Task instructions
Copy every line of the records below without any change.

········

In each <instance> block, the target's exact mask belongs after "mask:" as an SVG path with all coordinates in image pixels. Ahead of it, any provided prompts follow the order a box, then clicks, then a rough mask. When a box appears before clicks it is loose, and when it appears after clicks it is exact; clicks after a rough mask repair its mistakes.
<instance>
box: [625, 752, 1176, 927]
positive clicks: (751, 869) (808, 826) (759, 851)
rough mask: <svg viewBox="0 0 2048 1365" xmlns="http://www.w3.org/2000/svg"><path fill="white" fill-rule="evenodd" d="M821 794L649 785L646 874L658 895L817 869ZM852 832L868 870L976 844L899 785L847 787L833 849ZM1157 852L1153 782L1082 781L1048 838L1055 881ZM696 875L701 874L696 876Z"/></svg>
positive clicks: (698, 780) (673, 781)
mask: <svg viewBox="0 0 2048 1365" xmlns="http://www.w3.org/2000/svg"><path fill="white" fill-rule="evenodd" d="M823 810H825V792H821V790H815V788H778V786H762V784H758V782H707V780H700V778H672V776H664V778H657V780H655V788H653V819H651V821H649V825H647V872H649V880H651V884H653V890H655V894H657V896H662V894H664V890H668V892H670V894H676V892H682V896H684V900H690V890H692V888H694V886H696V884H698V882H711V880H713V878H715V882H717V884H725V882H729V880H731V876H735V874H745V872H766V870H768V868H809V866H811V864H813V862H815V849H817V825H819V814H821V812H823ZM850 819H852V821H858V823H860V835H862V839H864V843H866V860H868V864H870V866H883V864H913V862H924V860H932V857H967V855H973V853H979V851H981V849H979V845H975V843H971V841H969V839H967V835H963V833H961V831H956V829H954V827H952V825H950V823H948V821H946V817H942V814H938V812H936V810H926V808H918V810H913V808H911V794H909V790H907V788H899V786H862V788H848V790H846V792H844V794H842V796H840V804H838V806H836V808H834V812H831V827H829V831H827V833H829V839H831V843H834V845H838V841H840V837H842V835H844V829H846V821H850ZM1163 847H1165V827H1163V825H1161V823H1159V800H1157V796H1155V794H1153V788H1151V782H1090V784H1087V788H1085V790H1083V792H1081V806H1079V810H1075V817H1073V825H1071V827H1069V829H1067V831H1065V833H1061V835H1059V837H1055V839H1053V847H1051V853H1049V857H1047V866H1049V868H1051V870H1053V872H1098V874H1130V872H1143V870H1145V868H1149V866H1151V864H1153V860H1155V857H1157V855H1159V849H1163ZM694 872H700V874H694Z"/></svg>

········

Task response
In each <instance> block, the target's exact mask belongs after "mask:" as an SVG path with all coordinates in image pixels. Ahead of it, any provided prompts follow the order a box, then clicks, then a rough mask. When a box appears before clicks it is loose, and when it appears after clicks it is exact; clicks after a rough mask repair its mistakes.
<instance>
box: [625, 752, 1176, 927]
positive clicks: (751, 869) (808, 826) (759, 851)
rough mask: <svg viewBox="0 0 2048 1365" xmlns="http://www.w3.org/2000/svg"><path fill="white" fill-rule="evenodd" d="M821 794L649 785L646 874L658 895L817 869ZM852 832L868 870L976 844L899 785L847 787L833 849ZM1157 852L1153 782L1082 781L1048 838L1055 881ZM696 875L701 874L696 876Z"/></svg>
positive clicks: (698, 780) (673, 781)
mask: <svg viewBox="0 0 2048 1365" xmlns="http://www.w3.org/2000/svg"><path fill="white" fill-rule="evenodd" d="M823 810H825V792H821V790H815V788H778V786H762V784H758V782H707V780H700V778H672V776H664V778H657V780H655V788H653V819H651V821H649V825H647V872H649V880H651V884H653V890H655V894H657V896H662V894H664V890H668V892H670V894H676V892H682V896H684V900H690V890H692V888H694V886H696V884H698V882H711V880H713V878H715V882H717V884H725V882H729V880H731V876H735V874H745V872H766V870H768V868H809V866H811V864H813V862H815V849H817V825H819V814H821V812H823ZM850 819H852V821H858V823H860V835H862V839H864V843H866V860H868V864H870V866H883V864H913V862H924V860H932V857H967V855H973V853H979V851H981V849H979V845H975V843H971V841H969V839H967V835H963V833H961V831H956V829H954V827H952V825H950V823H948V821H946V817H942V814H938V812H936V810H926V808H918V810H913V808H911V794H909V790H907V788H899V786H862V788H848V790H846V792H844V794H842V796H840V804H838V806H836V808H834V812H831V827H829V831H827V833H829V839H831V843H834V845H838V841H840V837H842V835H844V829H846V821H850ZM1163 847H1165V827H1163V825H1161V823H1159V800H1157V796H1155V794H1153V788H1151V782H1090V784H1087V788H1085V790H1083V792H1081V806H1079V810H1075V817H1073V825H1071V827H1069V829H1067V831H1065V833H1061V835H1059V837H1055V839H1053V847H1051V853H1049V857H1047V866H1049V868H1051V870H1053V872H1098V874H1130V872H1143V870H1145V868H1149V866H1151V864H1153V860H1155V857H1157V855H1159V849H1163ZM694 872H700V874H694Z"/></svg>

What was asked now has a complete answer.